*INSTRUCTION:*
Write out all of the material below word for word, leaving out the pictures.

*SUPPLIED DATA:*
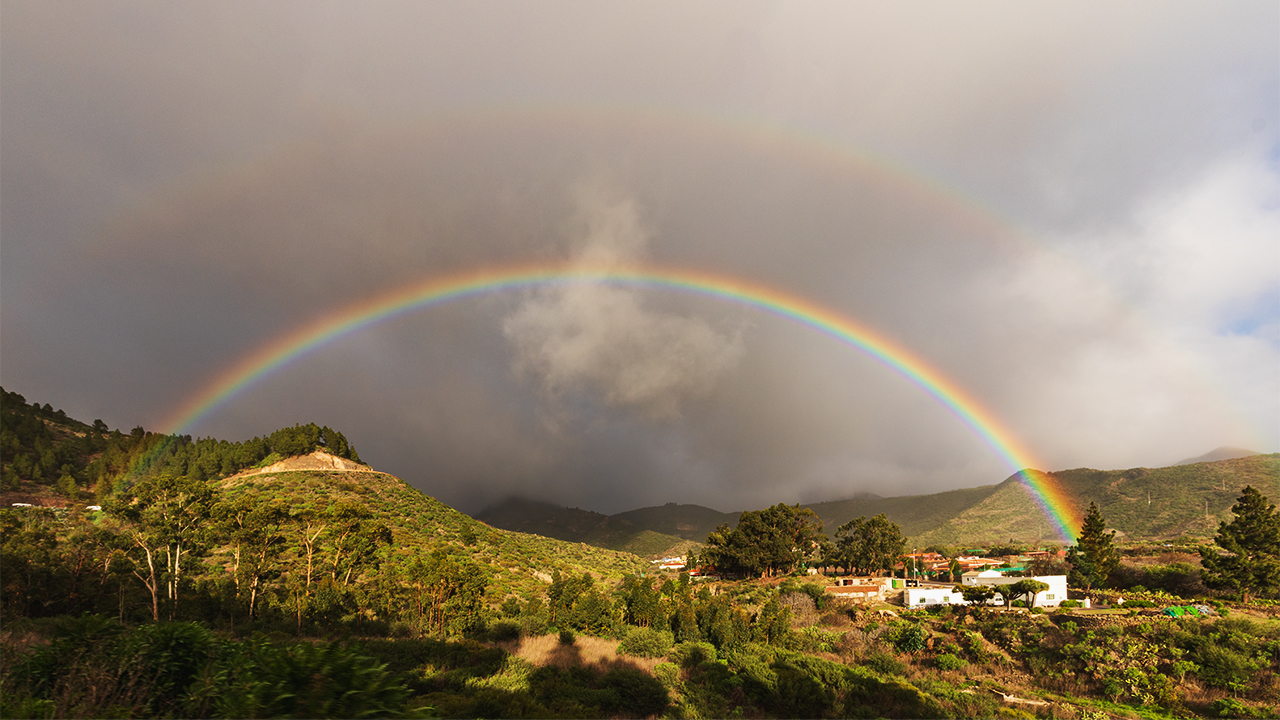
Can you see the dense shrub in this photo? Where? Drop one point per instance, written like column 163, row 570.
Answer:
column 647, row 642
column 910, row 638
column 690, row 655
column 886, row 664
column 94, row 668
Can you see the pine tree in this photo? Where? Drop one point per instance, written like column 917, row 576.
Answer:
column 1252, row 542
column 1093, row 556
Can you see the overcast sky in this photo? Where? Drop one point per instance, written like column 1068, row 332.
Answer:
column 1070, row 210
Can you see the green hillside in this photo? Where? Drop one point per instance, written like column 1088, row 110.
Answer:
column 914, row 514
column 59, row 463
column 1138, row 504
column 649, row 532
column 519, row 563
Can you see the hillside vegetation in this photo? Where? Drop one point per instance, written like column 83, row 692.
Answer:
column 342, row 592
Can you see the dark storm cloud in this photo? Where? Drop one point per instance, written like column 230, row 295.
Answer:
column 182, row 183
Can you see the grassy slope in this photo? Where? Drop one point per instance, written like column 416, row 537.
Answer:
column 519, row 561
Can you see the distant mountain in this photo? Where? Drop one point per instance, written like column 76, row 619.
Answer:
column 649, row 532
column 547, row 519
column 1219, row 454
column 1139, row 502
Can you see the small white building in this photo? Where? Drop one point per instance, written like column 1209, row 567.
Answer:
column 927, row 596
column 1052, row 597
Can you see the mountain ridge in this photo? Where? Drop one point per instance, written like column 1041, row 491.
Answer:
column 1138, row 504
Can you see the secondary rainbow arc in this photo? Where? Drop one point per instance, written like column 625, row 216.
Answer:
column 439, row 290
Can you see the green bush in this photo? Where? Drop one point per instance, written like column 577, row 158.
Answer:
column 1223, row 666
column 910, row 638
column 668, row 673
column 503, row 630
column 1230, row 707
column 886, row 664
column 647, row 642
column 691, row 655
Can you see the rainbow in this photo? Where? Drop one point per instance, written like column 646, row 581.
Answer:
column 440, row 290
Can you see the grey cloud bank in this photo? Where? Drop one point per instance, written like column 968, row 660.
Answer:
column 1069, row 212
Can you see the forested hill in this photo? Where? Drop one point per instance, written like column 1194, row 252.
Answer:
column 292, row 545
column 44, row 451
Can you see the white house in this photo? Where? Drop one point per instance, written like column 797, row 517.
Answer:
column 1052, row 597
column 924, row 597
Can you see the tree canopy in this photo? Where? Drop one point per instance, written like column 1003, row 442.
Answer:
column 1247, row 557
column 869, row 546
column 764, row 542
column 1093, row 556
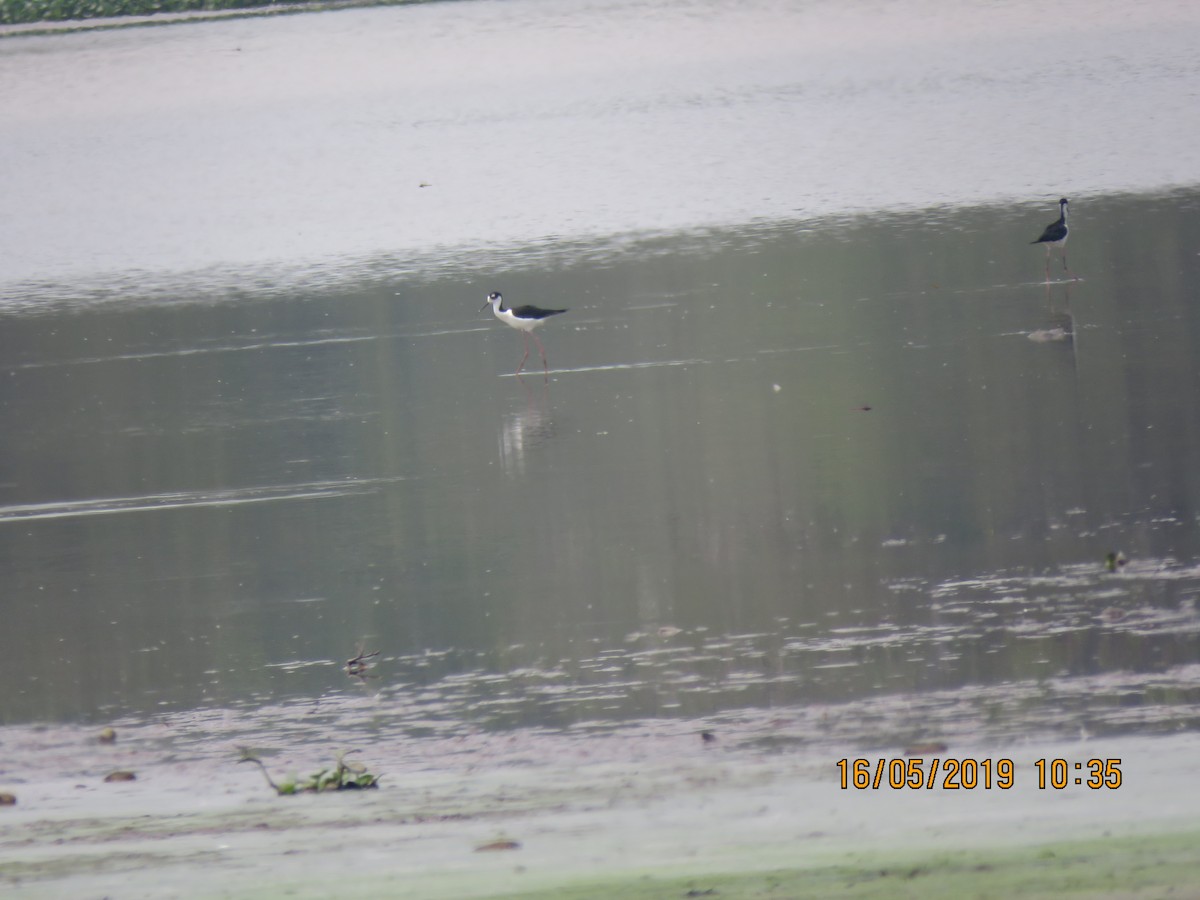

*FINAL RESULT:*
Can you see the dense shrub in this photo? Where? Drop one point per instance, written like column 163, row 570.
Answer:
column 647, row 642
column 910, row 638
column 690, row 655
column 886, row 664
column 94, row 668
Can you see the pine tree in this photo? Where? Drop one point per instance, written like column 917, row 576.
Answer:
column 1252, row 542
column 1093, row 556
Can you see the overcast sky in this photo? Where? Drop one point per instance, written like column 1068, row 332.
Answer:
column 1070, row 210
Can you see the green hillside in this photo? Where? Drop one point per instance, written like column 1088, row 110.
Answer:
column 914, row 514
column 59, row 463
column 1138, row 504
column 649, row 532
column 519, row 563
Can you see the hillside vegetation in this photo? Where? Drop one point per instance, written like column 83, row 692.
Answer:
column 342, row 592
Can you see the dark storm cloud in this photo? Where? Drop one point per instance, written like column 230, row 295.
Answer:
column 182, row 183
Can you see the grassy slope in this photo? Where? Drop one point per instance, written like column 416, row 537.
Answer:
column 519, row 561
Can you see the distant mountain in this photo? Where? Drop one point per instance, written like column 76, row 619.
Answer:
column 649, row 532
column 547, row 519
column 1219, row 454
column 1139, row 502
Can you see the small white building in this photo? Where? Drop one point per instance, written like column 1209, row 567.
Answer:
column 927, row 596
column 1052, row 597
Can you see the mountain ridge in this photo? Where? Drop one point per instance, written like column 1041, row 491.
Answer:
column 1138, row 504
Can you see the secondary rainbow arc in this photo? Where? Drop one point per instance, written like column 625, row 216.
Answer:
column 439, row 290
Can you see the green bush in this photo? Where? Drop one point per instance, written like column 577, row 158.
Answer:
column 1223, row 666
column 910, row 638
column 668, row 673
column 503, row 630
column 1230, row 707
column 886, row 664
column 647, row 642
column 691, row 655
Can you see the rainbow in this photo? Where? Drop one point per instance, written like column 646, row 581.
Answer:
column 440, row 290
Can you see the grey cloud bank in this photo? Where? Drop one point per instance, written like column 968, row 660.
Answer:
column 1069, row 212
Can you see the forested hill in this photo? Where? Drop one point per instance, written like column 1194, row 252.
Answer:
column 292, row 545
column 44, row 451
Can you see the white house in this photo? Where? Drop one point per instance, written like column 797, row 517.
Answer:
column 1052, row 597
column 924, row 597
Can you see the tree canopy in this photo? Where? Drop one point per instance, written like column 1003, row 442.
Answer:
column 1247, row 557
column 869, row 546
column 764, row 542
column 1093, row 556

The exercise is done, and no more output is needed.